** START Records for processing **

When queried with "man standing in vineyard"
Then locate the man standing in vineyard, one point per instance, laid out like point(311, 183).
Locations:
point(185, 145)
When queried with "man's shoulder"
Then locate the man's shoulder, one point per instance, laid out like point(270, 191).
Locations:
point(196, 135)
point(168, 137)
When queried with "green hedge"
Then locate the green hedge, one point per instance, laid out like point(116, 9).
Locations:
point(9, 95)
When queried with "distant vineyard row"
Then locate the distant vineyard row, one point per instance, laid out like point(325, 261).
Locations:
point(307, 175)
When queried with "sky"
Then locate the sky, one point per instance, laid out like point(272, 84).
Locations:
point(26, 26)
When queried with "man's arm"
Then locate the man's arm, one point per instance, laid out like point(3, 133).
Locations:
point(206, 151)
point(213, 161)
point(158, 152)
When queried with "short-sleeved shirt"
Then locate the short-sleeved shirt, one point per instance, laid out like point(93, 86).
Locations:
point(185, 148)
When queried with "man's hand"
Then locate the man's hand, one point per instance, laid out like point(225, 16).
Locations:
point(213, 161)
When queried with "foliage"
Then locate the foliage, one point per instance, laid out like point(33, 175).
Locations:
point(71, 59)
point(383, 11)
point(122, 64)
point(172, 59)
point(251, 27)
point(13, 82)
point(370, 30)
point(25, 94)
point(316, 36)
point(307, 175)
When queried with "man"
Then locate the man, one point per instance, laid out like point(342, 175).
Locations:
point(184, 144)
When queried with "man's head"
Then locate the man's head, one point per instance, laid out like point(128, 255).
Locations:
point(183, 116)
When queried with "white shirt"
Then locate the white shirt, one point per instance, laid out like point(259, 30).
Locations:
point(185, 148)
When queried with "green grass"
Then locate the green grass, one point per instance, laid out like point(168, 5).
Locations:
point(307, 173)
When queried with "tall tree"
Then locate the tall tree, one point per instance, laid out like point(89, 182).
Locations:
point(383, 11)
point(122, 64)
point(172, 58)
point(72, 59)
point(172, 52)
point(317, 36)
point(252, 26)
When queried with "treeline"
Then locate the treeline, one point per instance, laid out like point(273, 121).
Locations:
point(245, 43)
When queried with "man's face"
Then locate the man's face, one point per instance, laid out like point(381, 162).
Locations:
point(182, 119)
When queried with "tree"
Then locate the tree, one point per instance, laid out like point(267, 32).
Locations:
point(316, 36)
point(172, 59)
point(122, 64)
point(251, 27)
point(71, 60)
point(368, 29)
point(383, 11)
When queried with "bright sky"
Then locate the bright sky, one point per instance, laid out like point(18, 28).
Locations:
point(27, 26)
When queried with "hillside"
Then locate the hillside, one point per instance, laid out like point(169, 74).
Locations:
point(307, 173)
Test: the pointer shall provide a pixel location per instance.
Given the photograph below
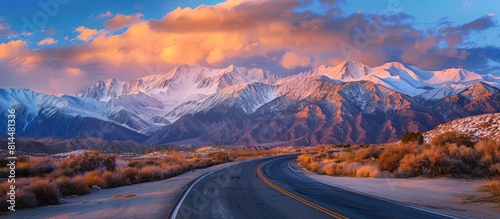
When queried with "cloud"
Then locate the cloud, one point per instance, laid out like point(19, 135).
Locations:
point(254, 33)
point(119, 21)
point(292, 60)
point(100, 16)
point(87, 34)
point(47, 41)
point(5, 30)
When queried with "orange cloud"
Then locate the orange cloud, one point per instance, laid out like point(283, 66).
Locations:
point(292, 60)
point(12, 48)
point(119, 21)
point(236, 32)
point(86, 34)
point(47, 41)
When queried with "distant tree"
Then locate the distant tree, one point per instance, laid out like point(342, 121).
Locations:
point(413, 137)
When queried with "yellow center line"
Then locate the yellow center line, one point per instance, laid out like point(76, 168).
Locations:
point(315, 206)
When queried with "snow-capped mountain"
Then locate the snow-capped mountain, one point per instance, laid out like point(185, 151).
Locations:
point(349, 102)
point(409, 80)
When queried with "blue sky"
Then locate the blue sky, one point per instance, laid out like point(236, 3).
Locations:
point(70, 44)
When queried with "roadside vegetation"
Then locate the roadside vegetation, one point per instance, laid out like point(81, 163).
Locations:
point(44, 181)
point(451, 154)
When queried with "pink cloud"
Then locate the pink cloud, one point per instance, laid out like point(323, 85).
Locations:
point(86, 34)
point(47, 41)
point(292, 60)
point(119, 21)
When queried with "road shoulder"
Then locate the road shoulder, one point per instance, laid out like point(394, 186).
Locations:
point(441, 194)
point(144, 200)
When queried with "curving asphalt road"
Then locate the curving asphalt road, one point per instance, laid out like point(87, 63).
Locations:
point(268, 188)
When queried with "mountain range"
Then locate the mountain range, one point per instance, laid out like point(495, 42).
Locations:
point(346, 103)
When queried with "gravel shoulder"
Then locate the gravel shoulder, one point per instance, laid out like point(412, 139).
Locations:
point(146, 200)
point(440, 194)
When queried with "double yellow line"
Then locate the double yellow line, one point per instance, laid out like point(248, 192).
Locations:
point(315, 206)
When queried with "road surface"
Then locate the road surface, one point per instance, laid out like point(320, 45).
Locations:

** END Records for processing **

Output the material word for word, omitting its pictures.

* **Solution**
When queried with "man standing in vineyard"
Then locate the man standing in vineyard, one point per instance, laid out like point(311, 183).
Locations:
point(185, 145)
When queried with "man's shoulder"
Then locate the man's shoulder, one point per instance, laid out like point(270, 191).
Locations:
point(196, 135)
point(168, 137)
When queried with "green hedge"
Then locate the green hedge, one point per instance, laid out like point(116, 9).
Locations:
point(9, 95)
When queried with "distant vineyard row"
Then locate the distant vineyard row, one point per instance, laid out like point(325, 261).
Locations:
point(307, 175)
When queried with "sky"
Then locate the sky, one point per instance, laid out like point(272, 84).
Locations:
point(26, 26)
When queried with "man's arm"
Then locate the man's arm, one point per instance, laid out like point(3, 133).
Locations:
point(206, 151)
point(213, 161)
point(158, 152)
When queried with "short-sleeved shirt"
Then locate the short-sleeved shirt, one point per instance, laid out like point(93, 86).
Locations:
point(185, 148)
When queried with "man's hand"
Then locate the man's hand, one point per instance, laid out like point(225, 16).
Locations:
point(213, 161)
When queried with "foliage"
Then locate the foliage, one point per instance, laid out like point(33, 175).
Locations:
point(71, 59)
point(383, 11)
point(122, 64)
point(172, 59)
point(251, 27)
point(13, 82)
point(370, 30)
point(25, 94)
point(316, 36)
point(307, 175)
When queried with "man"
Then locate the man, one point per instance, laid out like point(342, 175).
Locations:
point(184, 144)
When queried with "man's head"
Then locate the man's head, one point per instance, laid out like point(128, 255).
Locations:
point(183, 116)
When queried with "white shirt"
Then locate the white shirt, one point per instance, laid out like point(259, 30).
Locations:
point(185, 148)
When queried with "green grass"
Then locate the green grass, one point per instance, laid out like point(168, 5).
Locations:
point(307, 173)
When queried with "tall tree"
Then locate the tall tree, one point per instance, laid out like point(89, 182).
Locations:
point(383, 11)
point(122, 64)
point(172, 58)
point(72, 59)
point(172, 52)
point(317, 36)
point(252, 26)
When queried with "treeline"
Then locate the treeline, one point per instance, laid out like point(273, 121).
Locations:
point(245, 43)
When queried with "man's face"
Then locate the man's face, one point per instance, laid out like point(381, 162).
Locations:
point(182, 119)
When queried with "tree"
Then locate the tree, one point per instance, laid out like point(267, 32).
Locations:
point(316, 36)
point(172, 59)
point(122, 64)
point(251, 27)
point(71, 60)
point(368, 29)
point(383, 11)
When queried with "bright sky"
Then locate the bright sky, one point per instance, laid out like point(18, 28).
Locations:
point(27, 26)
When queried with "hillside"
Then locate the hillside, one point per instance, laid out like point(169, 74).
Locations:
point(307, 173)
Test: the pointer shall provide a pixel location per instance.
Given the photograph below
When queried with "cloud"
Then locate the cloud, one point per instance, laid out like point(19, 135).
Locations:
point(254, 33)
point(119, 21)
point(292, 60)
point(100, 16)
point(87, 34)
point(47, 41)
point(5, 30)
When queried with "orange cloud"
Then locate the orange cloud, one point per instance, laid out like point(283, 66).
Locations:
point(292, 60)
point(12, 48)
point(119, 21)
point(236, 32)
point(86, 34)
point(47, 41)
When queried with "distant tree"
Then locate the distant tree, one point per instance, laid out like point(342, 121).
Locations:
point(413, 137)
When queried with "yellow center line"
Then locate the yellow center line, one point per instance, laid out like point(76, 168).
Locations:
point(315, 206)
When queried with "snow-capped mountain"
Then locate the snow-capped mountain, one point per instance, laid out like point(185, 151).
Locations:
point(349, 102)
point(409, 80)
When queried with "blue sky"
Then locate the blue sky, one point per instance, laid out like point(236, 3).
Locations:
point(70, 44)
When queried with "roadside vegetation"
Then locate the roadside vegetation, one point per instance, laid out like point(81, 163).
Locations:
point(44, 181)
point(451, 154)
When queried with "pink cloud"
Then locate the pink cloud, one point per instance, laid out like point(323, 85).
Locations:
point(86, 34)
point(47, 41)
point(292, 60)
point(119, 21)
When queried with "road shoulder"
Then locate the road shoulder, one point per instance, laid out like point(394, 186).
Locations:
point(441, 194)
point(144, 200)
When queried with "curving asphalt road"
Then locate the curving asphalt road, one point per instance, laid out like point(87, 63).
Locations:
point(268, 188)
When queried with "mountain range"
Then locate the mountain range, one point per instance, laid out like point(495, 42).
Locations:
point(346, 103)
When queried with "gravel shoulder"
Then locate the gravel shoulder, one point per instance, laid out like point(412, 139).
Locations:
point(146, 200)
point(440, 194)
When queried with "double yellow line"
Then locate the double yellow line, one point per instance, laid out like point(248, 192).
Locations:
point(315, 206)
When queried with "road surface"
Then locate the road surface, one point per instance, laid out like point(320, 45).
Locations:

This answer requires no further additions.